JOB: Lay out the records as a two-column CSV with the columns text and box. Start with the line with "Traffic camera feed, intersection 14-B. Detect the front bumper" and go on through the line with "[307,90,565,173]". Give one row for each text and its answer, put each in a single quoted field, and turn any line breaks into spaces.

[Entries from an annotation dataset]
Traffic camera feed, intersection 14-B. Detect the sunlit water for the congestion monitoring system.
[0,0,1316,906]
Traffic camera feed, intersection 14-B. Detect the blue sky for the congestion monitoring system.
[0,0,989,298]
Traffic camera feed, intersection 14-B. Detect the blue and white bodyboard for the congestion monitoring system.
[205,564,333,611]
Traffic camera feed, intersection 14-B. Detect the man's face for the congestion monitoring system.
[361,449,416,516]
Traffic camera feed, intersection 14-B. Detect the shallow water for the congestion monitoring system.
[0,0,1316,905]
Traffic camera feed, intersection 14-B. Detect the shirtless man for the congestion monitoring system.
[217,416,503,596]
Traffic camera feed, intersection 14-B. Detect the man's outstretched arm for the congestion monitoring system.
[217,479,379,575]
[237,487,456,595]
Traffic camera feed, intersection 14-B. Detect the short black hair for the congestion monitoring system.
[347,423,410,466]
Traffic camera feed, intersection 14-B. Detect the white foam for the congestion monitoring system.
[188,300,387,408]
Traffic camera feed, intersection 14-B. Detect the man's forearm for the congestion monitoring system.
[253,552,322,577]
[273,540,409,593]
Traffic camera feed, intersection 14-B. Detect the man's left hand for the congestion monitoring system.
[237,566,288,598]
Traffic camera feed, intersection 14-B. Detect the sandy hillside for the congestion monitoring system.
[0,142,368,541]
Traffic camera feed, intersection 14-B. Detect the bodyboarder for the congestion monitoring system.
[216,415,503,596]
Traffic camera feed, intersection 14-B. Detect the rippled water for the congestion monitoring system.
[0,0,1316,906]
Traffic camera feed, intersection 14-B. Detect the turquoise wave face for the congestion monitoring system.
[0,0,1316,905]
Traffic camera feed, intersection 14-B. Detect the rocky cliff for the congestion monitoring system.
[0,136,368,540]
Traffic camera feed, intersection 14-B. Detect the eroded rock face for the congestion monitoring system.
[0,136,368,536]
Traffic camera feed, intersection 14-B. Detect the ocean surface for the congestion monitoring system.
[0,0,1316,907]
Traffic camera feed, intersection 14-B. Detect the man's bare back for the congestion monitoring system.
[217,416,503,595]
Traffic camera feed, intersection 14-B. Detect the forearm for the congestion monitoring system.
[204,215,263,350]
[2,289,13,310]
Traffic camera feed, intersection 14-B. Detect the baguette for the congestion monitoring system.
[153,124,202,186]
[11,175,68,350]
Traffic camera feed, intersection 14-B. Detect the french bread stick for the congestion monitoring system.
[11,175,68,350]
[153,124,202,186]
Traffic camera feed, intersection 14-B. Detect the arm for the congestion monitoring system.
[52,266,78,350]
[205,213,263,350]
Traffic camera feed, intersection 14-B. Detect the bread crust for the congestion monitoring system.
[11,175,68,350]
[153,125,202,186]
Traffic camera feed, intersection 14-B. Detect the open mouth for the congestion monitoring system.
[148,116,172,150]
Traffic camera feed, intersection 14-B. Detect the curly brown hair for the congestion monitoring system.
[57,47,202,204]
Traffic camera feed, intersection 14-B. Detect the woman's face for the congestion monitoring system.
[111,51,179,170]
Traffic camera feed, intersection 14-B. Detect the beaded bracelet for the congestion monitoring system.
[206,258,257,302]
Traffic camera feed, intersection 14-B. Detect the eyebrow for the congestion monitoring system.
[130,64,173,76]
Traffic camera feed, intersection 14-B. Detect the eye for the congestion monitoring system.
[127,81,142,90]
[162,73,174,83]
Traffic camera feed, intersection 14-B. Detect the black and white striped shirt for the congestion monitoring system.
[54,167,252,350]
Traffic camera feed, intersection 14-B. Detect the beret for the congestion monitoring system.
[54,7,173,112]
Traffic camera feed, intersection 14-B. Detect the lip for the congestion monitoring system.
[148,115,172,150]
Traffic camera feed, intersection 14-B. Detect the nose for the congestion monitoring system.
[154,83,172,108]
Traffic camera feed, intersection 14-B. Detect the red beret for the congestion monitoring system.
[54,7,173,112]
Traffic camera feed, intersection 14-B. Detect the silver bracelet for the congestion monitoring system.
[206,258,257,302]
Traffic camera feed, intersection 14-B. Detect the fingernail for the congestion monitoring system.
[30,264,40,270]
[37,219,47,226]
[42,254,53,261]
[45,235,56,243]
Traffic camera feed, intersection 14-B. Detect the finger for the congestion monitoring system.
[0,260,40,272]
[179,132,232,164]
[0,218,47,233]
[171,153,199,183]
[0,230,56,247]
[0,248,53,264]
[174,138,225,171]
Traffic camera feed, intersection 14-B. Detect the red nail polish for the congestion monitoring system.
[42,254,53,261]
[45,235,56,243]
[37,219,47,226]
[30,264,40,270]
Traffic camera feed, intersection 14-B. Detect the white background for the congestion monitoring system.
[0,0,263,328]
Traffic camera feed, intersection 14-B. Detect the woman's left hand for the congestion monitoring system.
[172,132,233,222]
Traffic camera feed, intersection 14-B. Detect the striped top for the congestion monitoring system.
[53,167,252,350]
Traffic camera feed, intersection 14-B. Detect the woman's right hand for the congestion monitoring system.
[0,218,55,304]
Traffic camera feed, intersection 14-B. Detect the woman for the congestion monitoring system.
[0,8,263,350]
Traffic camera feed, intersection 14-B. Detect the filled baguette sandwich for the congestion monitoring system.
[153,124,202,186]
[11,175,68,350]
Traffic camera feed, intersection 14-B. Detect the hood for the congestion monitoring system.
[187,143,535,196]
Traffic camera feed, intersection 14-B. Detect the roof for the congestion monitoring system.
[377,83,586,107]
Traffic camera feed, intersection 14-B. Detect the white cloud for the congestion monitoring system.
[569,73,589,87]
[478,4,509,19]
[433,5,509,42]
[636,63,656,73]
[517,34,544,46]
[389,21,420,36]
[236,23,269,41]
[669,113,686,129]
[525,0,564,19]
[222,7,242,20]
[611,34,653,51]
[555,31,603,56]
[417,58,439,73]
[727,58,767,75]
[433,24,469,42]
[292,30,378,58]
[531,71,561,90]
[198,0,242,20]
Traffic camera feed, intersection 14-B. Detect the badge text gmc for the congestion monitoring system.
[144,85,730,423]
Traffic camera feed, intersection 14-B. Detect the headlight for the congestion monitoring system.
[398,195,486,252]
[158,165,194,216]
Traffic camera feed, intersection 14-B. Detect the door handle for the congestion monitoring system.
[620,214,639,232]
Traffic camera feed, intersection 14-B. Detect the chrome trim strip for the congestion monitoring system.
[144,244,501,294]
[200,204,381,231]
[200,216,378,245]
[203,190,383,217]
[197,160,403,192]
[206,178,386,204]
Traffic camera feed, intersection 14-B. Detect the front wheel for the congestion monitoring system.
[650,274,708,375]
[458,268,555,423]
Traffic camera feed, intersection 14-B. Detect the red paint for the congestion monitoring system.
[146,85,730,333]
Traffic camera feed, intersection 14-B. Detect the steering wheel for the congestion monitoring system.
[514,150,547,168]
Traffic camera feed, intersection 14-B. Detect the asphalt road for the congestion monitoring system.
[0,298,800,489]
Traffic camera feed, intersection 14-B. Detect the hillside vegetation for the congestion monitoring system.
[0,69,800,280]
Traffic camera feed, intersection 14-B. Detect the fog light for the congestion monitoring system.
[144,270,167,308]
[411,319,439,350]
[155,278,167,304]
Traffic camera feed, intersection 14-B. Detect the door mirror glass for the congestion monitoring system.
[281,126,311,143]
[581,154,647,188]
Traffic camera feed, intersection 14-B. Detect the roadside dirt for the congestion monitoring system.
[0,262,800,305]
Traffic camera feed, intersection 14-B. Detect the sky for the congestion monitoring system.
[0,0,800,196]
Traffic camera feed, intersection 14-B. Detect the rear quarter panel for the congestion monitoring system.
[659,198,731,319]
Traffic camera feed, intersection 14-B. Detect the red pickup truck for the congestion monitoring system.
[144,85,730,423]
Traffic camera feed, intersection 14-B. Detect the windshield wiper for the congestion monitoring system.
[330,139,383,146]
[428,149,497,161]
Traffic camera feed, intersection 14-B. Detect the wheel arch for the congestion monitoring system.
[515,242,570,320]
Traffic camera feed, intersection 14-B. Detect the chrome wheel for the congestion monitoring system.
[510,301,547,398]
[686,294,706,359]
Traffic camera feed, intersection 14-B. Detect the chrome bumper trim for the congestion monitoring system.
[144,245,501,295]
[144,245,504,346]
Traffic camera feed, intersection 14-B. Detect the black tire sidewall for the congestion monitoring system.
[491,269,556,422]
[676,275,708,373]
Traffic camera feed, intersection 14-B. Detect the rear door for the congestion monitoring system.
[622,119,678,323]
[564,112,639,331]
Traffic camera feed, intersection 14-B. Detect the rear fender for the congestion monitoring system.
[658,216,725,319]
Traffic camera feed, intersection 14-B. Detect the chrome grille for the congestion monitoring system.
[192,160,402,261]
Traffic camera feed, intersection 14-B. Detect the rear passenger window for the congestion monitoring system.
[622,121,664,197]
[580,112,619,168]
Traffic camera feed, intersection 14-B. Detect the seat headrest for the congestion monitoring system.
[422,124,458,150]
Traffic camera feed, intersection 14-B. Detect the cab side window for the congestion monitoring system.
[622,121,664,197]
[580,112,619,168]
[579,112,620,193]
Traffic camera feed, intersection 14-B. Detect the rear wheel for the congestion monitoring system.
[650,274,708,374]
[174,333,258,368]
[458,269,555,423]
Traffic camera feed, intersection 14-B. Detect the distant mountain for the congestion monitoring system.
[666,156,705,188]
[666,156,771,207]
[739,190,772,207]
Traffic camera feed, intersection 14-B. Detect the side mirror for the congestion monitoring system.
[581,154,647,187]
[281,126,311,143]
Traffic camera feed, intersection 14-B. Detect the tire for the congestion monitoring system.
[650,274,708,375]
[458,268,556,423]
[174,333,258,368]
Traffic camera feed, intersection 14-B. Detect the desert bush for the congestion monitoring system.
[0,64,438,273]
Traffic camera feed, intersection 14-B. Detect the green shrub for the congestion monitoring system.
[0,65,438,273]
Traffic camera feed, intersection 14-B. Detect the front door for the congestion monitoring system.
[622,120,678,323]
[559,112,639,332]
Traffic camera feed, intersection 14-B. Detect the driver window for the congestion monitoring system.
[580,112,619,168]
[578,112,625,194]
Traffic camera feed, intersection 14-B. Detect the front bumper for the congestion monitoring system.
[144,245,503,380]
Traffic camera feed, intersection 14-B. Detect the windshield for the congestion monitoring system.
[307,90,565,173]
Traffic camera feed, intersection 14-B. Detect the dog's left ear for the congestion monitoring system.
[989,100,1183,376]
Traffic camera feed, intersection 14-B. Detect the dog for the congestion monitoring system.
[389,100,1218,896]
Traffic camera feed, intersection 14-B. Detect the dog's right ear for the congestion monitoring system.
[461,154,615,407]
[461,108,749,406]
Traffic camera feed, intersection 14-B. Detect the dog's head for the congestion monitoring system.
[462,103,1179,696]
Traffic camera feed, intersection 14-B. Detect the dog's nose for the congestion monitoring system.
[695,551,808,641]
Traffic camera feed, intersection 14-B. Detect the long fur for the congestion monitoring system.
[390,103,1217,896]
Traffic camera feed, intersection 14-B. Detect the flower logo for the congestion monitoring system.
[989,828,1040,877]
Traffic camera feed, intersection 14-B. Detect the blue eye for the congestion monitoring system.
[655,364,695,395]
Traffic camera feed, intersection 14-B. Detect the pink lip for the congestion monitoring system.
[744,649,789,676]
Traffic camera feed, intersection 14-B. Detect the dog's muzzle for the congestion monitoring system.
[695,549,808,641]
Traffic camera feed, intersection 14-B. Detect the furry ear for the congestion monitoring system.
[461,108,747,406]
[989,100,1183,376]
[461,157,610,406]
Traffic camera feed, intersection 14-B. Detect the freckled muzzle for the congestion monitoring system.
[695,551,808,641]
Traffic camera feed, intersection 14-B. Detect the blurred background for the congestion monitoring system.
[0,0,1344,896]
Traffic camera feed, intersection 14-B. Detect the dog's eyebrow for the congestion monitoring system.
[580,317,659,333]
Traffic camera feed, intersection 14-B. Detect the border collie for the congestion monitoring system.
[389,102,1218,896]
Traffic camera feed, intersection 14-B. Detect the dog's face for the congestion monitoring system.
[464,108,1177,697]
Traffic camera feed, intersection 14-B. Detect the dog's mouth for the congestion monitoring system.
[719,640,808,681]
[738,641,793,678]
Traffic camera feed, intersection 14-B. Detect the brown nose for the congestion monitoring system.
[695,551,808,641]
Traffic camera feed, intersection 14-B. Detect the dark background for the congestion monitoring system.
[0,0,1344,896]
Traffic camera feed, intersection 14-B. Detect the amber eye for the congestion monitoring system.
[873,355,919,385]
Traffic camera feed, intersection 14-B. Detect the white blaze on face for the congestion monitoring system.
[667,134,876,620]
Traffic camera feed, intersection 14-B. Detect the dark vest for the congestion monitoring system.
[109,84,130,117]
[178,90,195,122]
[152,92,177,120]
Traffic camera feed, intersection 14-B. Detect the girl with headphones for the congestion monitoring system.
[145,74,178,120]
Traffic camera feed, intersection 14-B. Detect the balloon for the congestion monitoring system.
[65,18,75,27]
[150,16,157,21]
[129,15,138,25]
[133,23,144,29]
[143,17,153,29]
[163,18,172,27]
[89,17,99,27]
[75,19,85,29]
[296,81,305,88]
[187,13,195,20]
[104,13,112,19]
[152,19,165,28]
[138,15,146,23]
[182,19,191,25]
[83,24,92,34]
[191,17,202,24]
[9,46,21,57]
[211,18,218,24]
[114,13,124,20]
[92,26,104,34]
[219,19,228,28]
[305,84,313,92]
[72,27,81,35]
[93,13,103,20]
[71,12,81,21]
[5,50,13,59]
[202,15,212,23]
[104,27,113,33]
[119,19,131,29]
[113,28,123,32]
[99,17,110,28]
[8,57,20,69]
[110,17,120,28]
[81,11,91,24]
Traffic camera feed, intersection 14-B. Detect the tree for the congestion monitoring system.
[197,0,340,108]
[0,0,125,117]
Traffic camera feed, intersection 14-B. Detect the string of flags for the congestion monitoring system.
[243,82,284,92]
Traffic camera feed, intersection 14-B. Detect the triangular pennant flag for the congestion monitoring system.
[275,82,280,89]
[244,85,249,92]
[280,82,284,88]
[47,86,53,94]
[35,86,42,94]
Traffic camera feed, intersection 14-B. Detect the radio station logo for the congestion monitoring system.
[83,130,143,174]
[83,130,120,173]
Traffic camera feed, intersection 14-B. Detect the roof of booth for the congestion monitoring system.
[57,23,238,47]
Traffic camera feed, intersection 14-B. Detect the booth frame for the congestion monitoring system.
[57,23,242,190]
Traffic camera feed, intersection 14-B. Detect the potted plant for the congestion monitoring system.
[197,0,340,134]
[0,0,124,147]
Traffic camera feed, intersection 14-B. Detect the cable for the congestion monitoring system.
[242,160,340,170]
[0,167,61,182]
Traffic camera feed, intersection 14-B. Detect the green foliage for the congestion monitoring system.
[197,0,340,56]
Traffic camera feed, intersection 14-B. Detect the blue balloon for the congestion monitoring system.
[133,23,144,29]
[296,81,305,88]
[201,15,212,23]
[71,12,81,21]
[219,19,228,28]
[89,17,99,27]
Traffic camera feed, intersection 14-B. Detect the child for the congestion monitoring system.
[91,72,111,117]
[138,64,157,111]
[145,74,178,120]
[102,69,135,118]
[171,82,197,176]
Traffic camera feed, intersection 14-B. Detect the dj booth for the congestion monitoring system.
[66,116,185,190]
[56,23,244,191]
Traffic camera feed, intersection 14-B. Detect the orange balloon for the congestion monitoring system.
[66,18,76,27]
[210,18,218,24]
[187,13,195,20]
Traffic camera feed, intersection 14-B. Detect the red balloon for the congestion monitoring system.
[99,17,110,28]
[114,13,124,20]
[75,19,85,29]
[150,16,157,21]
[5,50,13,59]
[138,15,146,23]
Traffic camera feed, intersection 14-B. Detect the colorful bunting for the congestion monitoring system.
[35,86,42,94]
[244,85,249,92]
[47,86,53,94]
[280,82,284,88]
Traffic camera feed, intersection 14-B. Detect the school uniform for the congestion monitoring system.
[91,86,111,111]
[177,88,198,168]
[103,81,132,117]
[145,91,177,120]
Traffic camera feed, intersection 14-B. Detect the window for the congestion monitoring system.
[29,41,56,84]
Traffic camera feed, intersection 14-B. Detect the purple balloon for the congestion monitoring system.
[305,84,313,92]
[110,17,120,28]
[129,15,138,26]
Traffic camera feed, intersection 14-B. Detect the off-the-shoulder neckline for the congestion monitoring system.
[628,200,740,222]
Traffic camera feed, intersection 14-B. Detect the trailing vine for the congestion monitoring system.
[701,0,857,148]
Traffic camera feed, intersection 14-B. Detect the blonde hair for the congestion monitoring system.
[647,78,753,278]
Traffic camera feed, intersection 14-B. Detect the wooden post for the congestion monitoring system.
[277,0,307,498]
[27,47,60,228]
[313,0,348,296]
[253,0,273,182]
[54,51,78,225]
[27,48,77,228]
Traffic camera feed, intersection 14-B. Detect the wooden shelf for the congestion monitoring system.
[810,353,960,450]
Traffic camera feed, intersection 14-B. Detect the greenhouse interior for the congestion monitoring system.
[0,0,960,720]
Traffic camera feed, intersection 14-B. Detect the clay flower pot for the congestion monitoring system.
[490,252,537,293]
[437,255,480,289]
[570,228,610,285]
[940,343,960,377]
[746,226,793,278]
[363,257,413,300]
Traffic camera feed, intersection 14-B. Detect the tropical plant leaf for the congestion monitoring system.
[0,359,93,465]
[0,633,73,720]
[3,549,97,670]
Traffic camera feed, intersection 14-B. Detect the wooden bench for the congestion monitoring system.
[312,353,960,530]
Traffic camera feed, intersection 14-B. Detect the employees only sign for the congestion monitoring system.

RESPONSE:
text,box
"Traffic camera feed, intersection 14-B. Detect the front bumper for the congestion monitoring system.","[144,245,503,380]"
"Traffic camera feed, intersection 14-B. Detect the windshield for the congestion monitoring system.","[307,90,565,173]"